Exercise task: In the data below, find the line containing "Mark every instance of the vaulted"; reproduce that line and all subsequent lines exactly, and nothing else.

***** Data supplied

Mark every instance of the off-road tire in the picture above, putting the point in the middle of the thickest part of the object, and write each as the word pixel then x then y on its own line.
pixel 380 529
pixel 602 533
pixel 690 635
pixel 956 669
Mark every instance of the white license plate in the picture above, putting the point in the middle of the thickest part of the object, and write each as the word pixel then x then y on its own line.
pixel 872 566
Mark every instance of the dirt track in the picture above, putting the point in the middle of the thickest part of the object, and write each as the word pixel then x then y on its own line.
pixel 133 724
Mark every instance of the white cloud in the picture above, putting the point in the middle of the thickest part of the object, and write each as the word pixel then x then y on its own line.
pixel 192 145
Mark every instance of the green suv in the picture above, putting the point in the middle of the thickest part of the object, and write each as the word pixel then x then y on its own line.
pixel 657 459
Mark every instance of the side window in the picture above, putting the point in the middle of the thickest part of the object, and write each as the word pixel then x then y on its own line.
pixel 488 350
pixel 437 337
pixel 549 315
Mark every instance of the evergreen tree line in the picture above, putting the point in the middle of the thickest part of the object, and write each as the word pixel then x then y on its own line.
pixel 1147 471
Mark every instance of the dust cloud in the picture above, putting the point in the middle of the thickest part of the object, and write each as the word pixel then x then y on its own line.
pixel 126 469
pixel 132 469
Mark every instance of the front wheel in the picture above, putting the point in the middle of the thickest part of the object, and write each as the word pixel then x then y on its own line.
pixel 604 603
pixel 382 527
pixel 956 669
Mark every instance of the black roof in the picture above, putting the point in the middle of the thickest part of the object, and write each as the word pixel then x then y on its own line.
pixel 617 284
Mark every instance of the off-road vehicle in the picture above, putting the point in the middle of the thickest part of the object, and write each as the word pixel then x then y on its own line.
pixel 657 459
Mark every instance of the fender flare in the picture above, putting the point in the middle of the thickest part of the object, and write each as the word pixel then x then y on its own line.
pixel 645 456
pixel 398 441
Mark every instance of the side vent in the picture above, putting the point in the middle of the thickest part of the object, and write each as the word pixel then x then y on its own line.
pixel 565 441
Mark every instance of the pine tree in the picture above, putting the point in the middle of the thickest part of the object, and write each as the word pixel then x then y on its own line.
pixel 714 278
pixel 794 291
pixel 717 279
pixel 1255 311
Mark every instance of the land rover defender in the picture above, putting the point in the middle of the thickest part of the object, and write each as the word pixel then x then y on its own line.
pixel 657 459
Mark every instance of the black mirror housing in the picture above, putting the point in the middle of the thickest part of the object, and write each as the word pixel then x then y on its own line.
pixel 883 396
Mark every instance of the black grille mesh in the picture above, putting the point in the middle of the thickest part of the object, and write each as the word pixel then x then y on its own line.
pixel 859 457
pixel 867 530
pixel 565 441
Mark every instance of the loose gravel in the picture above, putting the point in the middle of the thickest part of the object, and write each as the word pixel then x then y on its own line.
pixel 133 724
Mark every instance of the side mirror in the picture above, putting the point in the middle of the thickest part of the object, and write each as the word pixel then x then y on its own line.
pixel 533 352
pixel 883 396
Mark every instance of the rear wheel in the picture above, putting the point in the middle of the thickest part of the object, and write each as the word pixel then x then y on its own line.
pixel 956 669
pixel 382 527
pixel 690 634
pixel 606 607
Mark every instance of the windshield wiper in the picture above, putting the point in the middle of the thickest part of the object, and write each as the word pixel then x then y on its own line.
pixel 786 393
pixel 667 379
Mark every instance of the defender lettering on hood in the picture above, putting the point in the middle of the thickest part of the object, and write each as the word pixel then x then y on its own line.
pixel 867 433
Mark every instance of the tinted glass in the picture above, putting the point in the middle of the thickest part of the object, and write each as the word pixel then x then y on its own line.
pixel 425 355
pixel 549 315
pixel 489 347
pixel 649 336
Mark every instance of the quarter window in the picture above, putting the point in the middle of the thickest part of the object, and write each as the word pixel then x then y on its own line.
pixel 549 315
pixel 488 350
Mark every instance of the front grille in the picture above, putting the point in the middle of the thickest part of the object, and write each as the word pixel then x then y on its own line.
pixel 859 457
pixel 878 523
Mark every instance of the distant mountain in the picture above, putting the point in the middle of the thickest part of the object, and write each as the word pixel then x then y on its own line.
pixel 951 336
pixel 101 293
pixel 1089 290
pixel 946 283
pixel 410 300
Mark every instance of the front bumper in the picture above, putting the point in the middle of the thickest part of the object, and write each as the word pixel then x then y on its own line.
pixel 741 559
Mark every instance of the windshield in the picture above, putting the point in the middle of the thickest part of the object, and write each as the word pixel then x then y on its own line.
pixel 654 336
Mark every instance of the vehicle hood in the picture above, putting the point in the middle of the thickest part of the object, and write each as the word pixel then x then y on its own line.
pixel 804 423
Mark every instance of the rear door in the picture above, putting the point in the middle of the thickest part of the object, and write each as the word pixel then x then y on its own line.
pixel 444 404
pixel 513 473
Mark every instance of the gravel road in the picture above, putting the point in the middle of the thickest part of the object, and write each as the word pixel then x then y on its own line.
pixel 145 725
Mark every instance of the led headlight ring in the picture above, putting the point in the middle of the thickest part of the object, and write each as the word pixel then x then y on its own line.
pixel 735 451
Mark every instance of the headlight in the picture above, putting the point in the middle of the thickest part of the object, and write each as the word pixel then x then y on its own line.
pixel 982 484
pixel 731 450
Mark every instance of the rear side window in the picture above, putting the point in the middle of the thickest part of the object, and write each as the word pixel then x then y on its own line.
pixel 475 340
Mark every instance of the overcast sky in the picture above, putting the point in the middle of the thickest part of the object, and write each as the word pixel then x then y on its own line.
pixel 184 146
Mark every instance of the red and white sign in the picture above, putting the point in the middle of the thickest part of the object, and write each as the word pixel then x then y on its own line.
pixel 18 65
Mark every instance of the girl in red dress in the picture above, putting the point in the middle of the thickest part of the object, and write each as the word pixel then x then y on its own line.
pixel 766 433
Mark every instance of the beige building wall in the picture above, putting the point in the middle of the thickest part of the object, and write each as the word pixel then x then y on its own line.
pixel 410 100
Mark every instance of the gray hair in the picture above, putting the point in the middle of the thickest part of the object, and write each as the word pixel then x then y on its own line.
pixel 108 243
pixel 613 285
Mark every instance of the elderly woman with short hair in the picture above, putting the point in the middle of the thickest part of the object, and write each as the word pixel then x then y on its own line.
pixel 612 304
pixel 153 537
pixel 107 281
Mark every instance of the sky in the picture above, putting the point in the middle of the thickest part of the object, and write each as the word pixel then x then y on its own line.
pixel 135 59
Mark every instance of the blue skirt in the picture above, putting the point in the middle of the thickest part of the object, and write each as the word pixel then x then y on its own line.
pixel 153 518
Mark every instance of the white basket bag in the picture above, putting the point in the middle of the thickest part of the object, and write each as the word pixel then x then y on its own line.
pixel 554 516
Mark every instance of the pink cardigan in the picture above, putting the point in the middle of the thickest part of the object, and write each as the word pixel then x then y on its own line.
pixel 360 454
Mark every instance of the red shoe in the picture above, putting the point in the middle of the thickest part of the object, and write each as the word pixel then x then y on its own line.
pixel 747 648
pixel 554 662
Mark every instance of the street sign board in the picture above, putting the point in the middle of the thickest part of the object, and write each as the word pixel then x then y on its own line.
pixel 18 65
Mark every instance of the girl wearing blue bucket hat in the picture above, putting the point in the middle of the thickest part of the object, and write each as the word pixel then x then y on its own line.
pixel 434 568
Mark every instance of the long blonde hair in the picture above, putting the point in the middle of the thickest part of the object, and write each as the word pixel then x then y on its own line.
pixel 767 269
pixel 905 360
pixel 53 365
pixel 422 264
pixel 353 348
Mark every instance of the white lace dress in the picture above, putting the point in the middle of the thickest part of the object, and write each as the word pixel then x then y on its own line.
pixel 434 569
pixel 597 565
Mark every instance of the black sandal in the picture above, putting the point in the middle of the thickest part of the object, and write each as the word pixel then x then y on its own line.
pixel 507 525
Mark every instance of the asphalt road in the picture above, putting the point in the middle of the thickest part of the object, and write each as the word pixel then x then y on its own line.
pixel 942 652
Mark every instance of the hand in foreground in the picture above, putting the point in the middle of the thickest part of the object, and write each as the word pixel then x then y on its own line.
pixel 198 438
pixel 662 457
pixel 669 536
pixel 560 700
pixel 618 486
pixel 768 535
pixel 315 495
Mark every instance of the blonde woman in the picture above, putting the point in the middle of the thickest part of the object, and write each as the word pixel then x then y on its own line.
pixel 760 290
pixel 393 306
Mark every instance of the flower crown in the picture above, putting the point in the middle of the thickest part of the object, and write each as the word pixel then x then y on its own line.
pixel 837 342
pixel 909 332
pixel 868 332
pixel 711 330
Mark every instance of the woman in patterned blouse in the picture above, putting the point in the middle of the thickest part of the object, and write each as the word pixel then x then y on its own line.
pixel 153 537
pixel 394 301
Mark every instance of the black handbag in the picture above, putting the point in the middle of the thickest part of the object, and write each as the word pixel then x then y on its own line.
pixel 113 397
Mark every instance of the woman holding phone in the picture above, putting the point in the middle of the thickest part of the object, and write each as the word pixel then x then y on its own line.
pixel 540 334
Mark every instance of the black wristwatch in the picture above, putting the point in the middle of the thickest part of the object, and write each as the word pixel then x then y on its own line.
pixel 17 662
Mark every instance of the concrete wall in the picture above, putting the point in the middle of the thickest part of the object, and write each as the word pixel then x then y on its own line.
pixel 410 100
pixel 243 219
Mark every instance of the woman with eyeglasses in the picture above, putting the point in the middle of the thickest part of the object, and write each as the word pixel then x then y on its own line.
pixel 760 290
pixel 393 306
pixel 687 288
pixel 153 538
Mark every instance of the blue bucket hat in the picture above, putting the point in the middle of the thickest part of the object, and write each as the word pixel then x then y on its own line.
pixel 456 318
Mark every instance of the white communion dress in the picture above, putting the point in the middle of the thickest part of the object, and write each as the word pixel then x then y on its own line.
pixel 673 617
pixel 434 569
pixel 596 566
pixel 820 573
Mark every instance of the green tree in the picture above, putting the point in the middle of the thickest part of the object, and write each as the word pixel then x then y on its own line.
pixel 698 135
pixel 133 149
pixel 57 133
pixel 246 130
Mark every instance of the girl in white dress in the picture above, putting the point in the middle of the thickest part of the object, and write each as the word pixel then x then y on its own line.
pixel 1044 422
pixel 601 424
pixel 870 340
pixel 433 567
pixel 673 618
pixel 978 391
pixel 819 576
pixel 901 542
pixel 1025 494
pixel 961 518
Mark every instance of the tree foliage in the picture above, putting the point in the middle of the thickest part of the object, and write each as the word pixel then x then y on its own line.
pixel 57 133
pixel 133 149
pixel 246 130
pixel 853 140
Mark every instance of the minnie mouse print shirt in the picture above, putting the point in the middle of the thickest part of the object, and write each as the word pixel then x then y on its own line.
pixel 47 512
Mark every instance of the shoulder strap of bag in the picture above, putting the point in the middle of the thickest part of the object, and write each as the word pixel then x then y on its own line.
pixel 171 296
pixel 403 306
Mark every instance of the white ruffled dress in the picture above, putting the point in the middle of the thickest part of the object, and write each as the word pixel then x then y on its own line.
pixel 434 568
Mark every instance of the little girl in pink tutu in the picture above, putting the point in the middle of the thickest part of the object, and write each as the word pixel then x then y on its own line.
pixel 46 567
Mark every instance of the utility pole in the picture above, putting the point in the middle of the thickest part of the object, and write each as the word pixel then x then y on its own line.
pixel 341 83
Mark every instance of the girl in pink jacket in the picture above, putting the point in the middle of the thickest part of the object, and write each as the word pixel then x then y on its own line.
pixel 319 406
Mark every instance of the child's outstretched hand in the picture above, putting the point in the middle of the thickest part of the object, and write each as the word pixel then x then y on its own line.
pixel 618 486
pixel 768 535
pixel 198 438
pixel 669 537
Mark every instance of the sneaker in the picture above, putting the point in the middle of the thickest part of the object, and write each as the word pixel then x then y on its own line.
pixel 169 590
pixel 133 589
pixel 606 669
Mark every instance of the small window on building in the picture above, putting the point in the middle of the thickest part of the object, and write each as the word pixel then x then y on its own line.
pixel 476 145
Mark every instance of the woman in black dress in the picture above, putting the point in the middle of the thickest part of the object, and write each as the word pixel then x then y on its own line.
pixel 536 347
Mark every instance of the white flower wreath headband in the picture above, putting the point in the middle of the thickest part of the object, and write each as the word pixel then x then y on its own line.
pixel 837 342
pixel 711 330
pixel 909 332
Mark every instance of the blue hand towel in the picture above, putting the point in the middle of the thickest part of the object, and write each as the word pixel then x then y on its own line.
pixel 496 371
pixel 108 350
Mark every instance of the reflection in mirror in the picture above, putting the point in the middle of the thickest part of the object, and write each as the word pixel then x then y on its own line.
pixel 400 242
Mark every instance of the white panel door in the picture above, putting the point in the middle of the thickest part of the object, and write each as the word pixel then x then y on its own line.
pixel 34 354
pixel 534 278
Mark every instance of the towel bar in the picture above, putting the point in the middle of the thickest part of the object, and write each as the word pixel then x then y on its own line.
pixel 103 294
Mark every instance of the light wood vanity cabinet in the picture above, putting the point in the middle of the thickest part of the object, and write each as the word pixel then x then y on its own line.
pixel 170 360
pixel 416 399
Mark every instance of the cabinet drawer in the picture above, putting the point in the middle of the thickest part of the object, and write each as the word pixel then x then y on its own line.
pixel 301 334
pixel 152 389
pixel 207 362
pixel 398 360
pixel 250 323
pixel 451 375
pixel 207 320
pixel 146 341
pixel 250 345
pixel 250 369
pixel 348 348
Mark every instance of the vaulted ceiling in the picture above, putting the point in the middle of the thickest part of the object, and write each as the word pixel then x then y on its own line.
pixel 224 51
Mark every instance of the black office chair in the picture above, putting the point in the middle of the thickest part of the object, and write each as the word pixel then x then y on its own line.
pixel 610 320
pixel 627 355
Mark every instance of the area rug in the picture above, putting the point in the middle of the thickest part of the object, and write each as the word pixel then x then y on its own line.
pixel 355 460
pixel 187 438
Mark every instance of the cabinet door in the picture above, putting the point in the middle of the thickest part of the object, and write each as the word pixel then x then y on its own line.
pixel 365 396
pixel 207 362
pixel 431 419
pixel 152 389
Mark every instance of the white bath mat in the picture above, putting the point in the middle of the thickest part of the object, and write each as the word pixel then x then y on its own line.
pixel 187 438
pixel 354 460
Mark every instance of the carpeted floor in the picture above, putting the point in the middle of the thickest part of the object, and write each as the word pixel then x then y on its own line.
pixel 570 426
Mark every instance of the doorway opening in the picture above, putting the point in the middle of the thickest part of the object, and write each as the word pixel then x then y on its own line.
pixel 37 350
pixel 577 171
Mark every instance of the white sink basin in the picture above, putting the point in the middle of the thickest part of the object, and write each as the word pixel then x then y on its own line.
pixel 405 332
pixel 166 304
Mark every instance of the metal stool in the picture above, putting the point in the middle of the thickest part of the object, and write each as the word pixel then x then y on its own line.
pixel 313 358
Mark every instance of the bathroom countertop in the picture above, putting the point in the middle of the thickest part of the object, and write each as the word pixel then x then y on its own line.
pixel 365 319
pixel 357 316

**********

Problem solution:
Mark every instance of the vaulted ceiling in the picture above, putting the point in the middle of the thickest part of the object, and write each as the word pixel then x then y on its own line.
pixel 224 51
Mark every instance of the black office chair in the picture above, putting the point in the middle of the thickest part of the object, and write each as the word pixel then x then y on its own line.
pixel 610 320
pixel 627 355
Mark every instance of the area rug in the picture above, putting the point in the middle of the thickest part of the object, and write each as the word pixel then x then y on its own line.
pixel 355 460
pixel 187 438
Mark every instance of the cabinet door in the picture above, putting the point in the middle of the thickest part of the object, and write each as the word pixel then x then y on its own line.
pixel 365 396
pixel 207 362
pixel 431 419
pixel 152 389
Mark every instance of the white bath mat in the picture above, putting the point in the middle of the thickest part of the object, and write each as the word pixel then x then y on its own line.
pixel 187 438
pixel 354 460
Mark every instance of the carpeted floor in the picture above, putting the point in the middle of the thickest part of the object, and write each as the word pixel then x then y on its own line.
pixel 570 426
Mark every instance of the doorway opening in the picture above, putting the point in the middle of the thickest part of the object, and write each as the word pixel then x then y on its own line.
pixel 37 350
pixel 577 171
Mark every instance of the white sink basin in the picture above, putting the point in the middle of the thickest part of the object, and write each as the word pixel then x then y on its own line.
pixel 405 332
pixel 166 304
Mark every instance of the metal stool in the picture above, putting the point in the middle of the thickest part of the object, and write each as the word pixel then x then y on its own line.
pixel 313 358
Mark every instance of the bathroom countertop in the picture above, putting the point in the middle of the thickest part of the object, and write each as the word pixel then x then y on its own line.
pixel 365 319
pixel 357 316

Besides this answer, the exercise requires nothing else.